#### [Region pointing data]
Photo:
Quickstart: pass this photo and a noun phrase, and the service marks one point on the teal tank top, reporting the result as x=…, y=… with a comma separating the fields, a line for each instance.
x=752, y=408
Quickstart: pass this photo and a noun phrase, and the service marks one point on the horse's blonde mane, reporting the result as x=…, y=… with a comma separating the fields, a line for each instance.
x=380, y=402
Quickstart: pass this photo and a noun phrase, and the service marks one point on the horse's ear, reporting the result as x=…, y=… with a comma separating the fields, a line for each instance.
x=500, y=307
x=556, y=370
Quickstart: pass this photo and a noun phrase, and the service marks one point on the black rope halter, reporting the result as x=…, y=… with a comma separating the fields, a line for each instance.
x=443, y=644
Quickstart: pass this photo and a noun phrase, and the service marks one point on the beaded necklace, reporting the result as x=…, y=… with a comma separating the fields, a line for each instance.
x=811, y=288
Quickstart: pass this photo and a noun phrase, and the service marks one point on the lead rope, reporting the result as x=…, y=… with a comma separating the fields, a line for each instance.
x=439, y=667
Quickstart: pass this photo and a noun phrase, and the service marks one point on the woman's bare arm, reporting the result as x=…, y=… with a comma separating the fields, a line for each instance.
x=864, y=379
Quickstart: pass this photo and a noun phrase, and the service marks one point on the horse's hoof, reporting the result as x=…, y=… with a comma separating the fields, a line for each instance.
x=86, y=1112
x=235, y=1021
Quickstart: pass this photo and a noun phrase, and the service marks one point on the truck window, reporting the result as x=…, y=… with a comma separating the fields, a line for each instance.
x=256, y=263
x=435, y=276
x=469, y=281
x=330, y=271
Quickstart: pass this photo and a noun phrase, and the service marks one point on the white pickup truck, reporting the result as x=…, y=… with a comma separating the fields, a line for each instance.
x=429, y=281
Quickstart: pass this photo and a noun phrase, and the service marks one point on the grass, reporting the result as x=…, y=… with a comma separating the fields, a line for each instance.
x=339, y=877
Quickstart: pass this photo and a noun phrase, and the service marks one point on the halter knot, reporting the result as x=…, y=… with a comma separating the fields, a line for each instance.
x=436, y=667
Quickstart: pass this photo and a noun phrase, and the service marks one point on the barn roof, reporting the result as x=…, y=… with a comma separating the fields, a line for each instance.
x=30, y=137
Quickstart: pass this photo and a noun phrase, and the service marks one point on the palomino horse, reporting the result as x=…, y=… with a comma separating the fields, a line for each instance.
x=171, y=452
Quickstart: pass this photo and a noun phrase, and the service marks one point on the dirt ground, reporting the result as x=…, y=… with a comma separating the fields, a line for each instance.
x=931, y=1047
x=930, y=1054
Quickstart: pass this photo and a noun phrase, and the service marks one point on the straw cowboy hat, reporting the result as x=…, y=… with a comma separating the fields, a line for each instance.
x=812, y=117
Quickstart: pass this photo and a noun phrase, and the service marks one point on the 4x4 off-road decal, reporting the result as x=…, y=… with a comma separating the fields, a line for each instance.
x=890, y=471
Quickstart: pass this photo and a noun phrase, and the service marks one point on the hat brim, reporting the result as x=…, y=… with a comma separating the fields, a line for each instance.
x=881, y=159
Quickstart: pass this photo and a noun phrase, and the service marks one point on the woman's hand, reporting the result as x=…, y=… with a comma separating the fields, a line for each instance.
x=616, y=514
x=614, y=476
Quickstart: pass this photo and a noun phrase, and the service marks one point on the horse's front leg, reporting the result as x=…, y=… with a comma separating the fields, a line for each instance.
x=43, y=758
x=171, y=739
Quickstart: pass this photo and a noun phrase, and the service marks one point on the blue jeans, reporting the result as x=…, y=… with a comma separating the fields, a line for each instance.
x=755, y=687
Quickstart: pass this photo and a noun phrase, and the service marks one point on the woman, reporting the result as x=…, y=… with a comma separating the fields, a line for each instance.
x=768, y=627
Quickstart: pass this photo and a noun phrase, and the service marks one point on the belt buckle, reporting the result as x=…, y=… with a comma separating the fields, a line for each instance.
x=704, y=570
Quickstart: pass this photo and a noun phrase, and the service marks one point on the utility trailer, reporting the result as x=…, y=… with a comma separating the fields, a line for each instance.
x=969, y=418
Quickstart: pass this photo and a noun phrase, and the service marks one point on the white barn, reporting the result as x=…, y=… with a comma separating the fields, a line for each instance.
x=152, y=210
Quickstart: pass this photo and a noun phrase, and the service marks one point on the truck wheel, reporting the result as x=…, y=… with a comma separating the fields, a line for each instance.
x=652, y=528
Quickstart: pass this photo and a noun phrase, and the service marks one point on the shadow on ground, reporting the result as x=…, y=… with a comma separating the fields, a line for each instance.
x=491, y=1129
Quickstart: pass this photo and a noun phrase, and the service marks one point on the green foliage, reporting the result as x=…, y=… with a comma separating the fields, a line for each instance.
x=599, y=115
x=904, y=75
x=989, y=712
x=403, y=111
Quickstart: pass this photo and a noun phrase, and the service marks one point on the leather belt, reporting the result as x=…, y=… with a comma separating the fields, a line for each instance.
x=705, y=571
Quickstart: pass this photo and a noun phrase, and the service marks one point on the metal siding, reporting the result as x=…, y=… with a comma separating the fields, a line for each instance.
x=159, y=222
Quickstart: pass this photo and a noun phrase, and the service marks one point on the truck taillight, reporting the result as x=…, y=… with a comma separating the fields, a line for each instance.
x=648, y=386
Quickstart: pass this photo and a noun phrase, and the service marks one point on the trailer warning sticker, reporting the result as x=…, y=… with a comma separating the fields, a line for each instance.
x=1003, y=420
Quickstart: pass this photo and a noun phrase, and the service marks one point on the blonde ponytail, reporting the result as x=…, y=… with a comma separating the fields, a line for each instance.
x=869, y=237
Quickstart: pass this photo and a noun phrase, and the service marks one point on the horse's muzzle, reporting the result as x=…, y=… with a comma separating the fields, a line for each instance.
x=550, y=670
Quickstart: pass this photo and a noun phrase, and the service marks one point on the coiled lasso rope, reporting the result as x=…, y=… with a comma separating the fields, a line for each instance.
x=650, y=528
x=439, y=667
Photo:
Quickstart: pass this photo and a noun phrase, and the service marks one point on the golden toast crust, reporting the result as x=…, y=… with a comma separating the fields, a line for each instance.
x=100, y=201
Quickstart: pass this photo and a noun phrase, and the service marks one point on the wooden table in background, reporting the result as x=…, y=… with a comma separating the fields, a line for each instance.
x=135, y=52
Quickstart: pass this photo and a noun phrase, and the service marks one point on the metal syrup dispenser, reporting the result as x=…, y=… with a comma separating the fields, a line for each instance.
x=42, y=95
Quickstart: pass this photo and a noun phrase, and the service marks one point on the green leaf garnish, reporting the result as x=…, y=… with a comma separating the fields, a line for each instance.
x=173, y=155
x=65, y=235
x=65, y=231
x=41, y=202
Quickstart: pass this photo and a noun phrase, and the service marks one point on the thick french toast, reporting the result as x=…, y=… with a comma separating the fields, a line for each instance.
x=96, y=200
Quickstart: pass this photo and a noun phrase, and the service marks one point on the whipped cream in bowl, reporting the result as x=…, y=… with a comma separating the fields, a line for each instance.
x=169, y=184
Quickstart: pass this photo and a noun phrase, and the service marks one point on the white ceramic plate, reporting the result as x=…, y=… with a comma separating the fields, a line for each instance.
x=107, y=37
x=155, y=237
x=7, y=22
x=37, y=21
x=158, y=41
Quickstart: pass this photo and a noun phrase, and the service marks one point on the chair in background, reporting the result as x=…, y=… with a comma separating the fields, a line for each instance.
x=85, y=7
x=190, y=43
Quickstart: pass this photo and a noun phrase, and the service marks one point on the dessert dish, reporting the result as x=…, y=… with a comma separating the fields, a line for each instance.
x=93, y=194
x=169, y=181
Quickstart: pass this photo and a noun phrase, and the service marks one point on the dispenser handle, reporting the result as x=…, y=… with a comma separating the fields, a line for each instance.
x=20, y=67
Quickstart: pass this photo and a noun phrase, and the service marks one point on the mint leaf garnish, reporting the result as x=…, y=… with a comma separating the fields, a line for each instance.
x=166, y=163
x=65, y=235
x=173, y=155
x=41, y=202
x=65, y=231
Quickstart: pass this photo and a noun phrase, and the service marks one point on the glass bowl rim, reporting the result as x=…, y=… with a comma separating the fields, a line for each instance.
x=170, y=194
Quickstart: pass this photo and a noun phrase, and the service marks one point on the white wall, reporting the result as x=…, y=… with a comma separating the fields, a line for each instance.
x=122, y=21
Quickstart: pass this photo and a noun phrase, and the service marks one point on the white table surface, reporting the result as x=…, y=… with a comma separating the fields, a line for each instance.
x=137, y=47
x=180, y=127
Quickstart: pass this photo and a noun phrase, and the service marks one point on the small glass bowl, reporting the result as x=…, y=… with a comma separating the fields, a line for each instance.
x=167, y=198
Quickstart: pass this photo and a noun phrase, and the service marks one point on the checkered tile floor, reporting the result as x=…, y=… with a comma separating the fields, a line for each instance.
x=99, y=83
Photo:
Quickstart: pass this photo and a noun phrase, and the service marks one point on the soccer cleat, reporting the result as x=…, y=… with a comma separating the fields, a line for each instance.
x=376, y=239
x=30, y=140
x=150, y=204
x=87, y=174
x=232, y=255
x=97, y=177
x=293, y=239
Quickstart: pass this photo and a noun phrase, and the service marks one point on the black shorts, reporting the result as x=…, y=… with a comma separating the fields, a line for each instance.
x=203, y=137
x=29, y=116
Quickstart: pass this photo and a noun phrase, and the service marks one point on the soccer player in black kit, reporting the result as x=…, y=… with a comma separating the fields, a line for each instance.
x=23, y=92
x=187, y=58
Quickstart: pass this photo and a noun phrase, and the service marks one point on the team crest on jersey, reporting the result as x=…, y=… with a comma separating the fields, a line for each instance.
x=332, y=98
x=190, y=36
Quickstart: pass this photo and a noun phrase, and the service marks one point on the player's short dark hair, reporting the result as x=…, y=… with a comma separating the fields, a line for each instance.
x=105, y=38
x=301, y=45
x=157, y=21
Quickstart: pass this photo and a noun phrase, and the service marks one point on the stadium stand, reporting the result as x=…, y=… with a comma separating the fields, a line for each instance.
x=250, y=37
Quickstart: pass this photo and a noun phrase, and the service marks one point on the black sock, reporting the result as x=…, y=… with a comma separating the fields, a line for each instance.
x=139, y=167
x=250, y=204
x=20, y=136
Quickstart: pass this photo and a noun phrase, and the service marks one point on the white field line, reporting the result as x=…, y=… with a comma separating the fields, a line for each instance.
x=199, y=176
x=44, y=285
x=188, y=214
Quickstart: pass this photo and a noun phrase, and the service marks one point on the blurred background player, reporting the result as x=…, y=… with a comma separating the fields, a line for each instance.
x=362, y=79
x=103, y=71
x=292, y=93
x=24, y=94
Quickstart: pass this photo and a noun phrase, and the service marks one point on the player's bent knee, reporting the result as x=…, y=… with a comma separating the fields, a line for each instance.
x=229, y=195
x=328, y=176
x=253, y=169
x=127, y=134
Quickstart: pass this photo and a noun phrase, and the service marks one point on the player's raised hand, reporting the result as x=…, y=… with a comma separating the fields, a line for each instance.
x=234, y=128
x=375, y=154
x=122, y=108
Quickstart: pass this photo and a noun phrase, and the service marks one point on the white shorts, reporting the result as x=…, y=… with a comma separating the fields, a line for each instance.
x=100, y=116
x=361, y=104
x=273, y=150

#### [Exercise aim]
Copy verbatim the span of lines that begins with the line holding "the white field" and ends at the last line of the records.

#### [Answer to this task]
Quickstart: pass this photo and a noun phrase, and the service marks one point on the white field line, reporting the result as x=…, y=… with a comma separating the fields, a line for each instance.
x=199, y=176
x=44, y=285
x=188, y=214
Quickstart: pass this photo and a noun phrase, and the service marks one point on the blurred background player, reporting the result as x=…, y=… with a comma separating the fields, a line for each instance.
x=362, y=79
x=103, y=71
x=292, y=93
x=24, y=94
Quickstart: pass this photo and a noun phrase, and the service marks one point on the player's bent knee, reporting the result as x=…, y=… with a comma separating the fields, a line for each instance.
x=229, y=195
x=328, y=176
x=253, y=169
x=127, y=134
Quickstart: pass this photo and a noun phrase, and the service marks one point on the player's raised hand, reporting the result as x=…, y=… with a comma separating the fields, a line for each instance.
x=234, y=128
x=375, y=154
x=122, y=108
Quickstart: pass this photo and a noun phrase, and the service marks one point on the white shorts, reporting the result as x=…, y=… with a comma separating the fields, a line for each instance.
x=100, y=116
x=361, y=104
x=273, y=150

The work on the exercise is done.